# START OF PAGE EXCERPT
On these distant islands, the main attraction for me personally, aside from the lack of phone service and isolation, was the wildlife. Over a million seabirds call St Kilda home during the summer months, as well as the UK’s largest colony of Atlantic puffins, my favourite animal. Over 100,000 of them mainly breed and live on the island of Dùn, which is inaccessible to the general public as their eggs are left in the tall grass, meaning any walking on the island is dangerous for the newborns. The best bet for finding them on Hirta was in the north west, an hour’s hike from Village Bay to a gully called the Cambir.
For four or five hours I watched a few hundred puffins flying around my head, coming back from the ocean with fish in their mouths, entering and exiting their burrows, presumably to feed their new borns, called pufflings. I completely lost track of time and was totally in the moment, focused on taking photographs but also enjoying just watching the ‘clowns of the sea’ doing what they do to survive.
# END OF PAGE EXCERPT
# START OF GIVEN INFORMATION
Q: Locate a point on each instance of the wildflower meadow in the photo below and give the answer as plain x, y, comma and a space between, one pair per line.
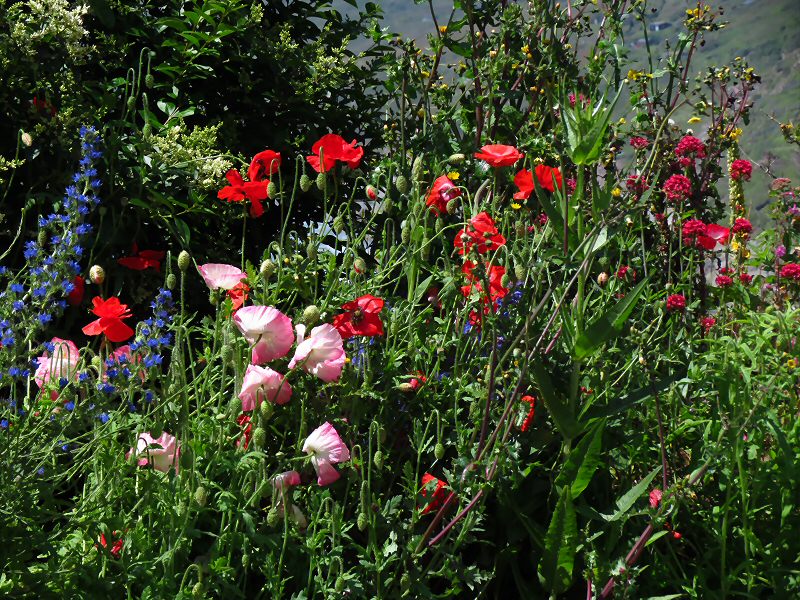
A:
293, 305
# END OF GIVEN INFORMATION
DESCRIPTION OF THE TASK
Rewrite the St Kilda passage from "For four or" to "do to survive.", substituting "seabirds" for "puffins".

THE OUTPUT
For four or five hours I watched a few hundred seabirds flying around my head, coming back from the ocean with fish in their mouths, entering and exiting their burrows, presumably to feed their new borns, called pufflings. I completely lost track of time and was totally in the moment, focused on taking photographs but also enjoying just watching the ‘clowns of the sea’ doing what they do to survive.